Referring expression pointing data
----

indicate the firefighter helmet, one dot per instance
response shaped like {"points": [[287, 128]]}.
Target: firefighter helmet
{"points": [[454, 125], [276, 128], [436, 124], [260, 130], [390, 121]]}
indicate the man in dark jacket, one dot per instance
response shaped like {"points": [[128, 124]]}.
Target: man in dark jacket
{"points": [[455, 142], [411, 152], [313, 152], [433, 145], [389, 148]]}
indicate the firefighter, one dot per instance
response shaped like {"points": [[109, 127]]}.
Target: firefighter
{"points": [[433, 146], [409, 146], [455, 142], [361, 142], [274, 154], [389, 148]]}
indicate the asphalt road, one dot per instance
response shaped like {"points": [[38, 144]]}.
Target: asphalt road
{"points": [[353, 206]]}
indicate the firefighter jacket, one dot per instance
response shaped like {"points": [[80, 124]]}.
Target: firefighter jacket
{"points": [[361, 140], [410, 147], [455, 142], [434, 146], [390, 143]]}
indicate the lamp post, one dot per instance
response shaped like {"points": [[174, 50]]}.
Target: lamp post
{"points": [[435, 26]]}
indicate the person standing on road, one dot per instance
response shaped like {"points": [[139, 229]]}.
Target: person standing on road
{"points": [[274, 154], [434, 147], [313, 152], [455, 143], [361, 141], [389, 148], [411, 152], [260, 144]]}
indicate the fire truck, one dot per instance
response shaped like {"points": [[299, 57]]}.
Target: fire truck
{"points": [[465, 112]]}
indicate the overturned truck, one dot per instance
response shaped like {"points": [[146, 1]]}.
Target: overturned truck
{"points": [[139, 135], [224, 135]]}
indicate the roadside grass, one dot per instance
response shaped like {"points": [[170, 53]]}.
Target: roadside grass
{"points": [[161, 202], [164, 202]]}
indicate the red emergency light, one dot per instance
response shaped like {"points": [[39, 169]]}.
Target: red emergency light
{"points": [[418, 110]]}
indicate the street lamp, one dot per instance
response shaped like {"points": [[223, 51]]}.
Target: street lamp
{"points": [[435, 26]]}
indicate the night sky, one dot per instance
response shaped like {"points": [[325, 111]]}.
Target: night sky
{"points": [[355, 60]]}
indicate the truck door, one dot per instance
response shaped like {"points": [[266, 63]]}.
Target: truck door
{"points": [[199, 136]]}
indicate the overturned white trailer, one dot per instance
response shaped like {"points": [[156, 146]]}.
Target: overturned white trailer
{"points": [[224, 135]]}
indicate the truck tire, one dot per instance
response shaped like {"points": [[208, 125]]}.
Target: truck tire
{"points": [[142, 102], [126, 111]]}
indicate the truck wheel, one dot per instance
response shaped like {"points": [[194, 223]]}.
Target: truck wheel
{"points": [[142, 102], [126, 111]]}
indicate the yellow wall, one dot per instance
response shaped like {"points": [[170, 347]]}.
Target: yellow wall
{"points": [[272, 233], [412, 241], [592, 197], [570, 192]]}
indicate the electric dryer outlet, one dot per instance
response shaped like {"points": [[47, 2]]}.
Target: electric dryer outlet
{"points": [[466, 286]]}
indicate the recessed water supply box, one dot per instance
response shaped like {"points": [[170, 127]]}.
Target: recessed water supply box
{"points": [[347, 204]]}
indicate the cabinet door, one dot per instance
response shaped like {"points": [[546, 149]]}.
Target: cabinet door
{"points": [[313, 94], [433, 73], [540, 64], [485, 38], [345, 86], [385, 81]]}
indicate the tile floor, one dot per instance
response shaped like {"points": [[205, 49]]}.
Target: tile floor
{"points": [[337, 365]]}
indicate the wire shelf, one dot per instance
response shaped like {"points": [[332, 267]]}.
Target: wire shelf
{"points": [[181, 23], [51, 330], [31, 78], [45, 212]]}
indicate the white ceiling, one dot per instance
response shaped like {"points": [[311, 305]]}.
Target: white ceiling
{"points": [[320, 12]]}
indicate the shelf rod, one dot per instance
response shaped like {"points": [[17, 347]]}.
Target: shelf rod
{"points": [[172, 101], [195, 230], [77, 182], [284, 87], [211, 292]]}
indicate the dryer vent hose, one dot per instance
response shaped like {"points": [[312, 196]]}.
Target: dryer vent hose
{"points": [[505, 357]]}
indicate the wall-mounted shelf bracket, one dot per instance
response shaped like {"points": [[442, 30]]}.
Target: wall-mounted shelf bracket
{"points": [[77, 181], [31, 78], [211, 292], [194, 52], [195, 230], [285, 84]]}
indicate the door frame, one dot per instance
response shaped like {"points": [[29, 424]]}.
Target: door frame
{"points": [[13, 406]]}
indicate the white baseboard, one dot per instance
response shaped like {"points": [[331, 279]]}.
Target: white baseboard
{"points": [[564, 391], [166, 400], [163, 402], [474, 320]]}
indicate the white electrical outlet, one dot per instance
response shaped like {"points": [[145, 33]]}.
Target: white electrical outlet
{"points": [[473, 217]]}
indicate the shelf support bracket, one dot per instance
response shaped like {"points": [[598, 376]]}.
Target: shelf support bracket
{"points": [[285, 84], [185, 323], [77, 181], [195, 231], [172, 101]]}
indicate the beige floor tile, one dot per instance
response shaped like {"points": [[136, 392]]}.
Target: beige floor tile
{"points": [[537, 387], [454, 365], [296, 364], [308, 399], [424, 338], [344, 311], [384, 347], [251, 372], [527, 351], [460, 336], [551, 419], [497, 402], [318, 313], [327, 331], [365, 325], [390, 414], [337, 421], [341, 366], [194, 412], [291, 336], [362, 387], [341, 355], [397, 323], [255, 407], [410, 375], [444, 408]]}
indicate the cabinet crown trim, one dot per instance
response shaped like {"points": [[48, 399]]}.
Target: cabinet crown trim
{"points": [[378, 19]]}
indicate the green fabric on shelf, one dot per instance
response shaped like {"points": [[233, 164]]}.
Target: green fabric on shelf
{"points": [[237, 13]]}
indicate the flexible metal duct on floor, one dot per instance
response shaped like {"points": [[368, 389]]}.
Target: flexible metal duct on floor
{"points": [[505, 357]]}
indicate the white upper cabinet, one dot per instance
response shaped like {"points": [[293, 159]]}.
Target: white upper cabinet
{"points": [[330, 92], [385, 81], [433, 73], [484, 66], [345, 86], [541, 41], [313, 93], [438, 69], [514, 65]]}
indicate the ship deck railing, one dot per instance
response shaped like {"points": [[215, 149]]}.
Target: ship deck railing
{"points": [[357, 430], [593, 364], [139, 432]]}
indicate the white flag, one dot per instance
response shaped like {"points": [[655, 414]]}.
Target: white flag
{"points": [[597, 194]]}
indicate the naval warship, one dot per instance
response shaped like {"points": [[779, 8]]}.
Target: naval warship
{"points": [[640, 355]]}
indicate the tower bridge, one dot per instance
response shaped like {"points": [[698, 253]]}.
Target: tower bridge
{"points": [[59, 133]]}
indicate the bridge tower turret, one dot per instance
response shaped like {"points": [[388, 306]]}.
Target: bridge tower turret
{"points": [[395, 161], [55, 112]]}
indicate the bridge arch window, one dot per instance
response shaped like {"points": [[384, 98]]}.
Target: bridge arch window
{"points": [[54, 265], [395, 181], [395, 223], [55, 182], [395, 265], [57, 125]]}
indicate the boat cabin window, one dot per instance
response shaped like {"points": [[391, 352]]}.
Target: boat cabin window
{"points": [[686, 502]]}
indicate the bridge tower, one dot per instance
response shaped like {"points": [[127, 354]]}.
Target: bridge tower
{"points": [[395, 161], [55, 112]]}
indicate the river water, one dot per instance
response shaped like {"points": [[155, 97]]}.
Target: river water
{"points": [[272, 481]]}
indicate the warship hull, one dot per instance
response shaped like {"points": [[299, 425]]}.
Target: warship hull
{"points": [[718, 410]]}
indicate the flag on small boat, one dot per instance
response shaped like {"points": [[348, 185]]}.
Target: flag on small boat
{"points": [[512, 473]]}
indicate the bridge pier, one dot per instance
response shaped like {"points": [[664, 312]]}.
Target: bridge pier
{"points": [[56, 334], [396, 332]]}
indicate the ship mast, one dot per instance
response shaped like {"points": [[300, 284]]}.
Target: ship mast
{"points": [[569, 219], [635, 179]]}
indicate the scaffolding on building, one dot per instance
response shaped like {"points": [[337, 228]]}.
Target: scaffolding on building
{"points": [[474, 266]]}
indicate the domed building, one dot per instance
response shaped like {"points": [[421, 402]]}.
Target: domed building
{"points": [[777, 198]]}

----

Using the entries above, give again exactly the lines from the line holding "Target: tile floor" through the line holding "indicate the door frame, one dot per instance". Include both end lines and nothing else.

Target: tile floor
{"points": [[337, 365]]}
indicate the wire shelf, one dot per instance
response shaped like {"points": [[332, 267]]}.
Target: wire shelf
{"points": [[181, 23], [51, 330], [31, 78], [45, 212]]}
indicate the white ceiling, one dot per instance
response shaped like {"points": [[311, 305]]}.
Target: white ceiling
{"points": [[320, 12]]}
indicate the shelf rod, one dot per instance
response shaped like {"points": [[17, 347]]}.
Target: shelf rod
{"points": [[172, 101], [195, 230], [77, 182], [284, 87], [211, 292]]}
indicate the dryer vent hose, one dot per instance
response shaped like {"points": [[312, 196]]}.
Target: dryer vent hose
{"points": [[505, 357]]}
indicate the wall-mounted shelf bracket, one dot per instance
response shaped like {"points": [[442, 30]]}.
Target: wall-mounted shelf bracket
{"points": [[77, 181], [31, 78], [211, 292], [194, 52], [195, 230], [285, 84]]}
indicate the door frame, one dot per instance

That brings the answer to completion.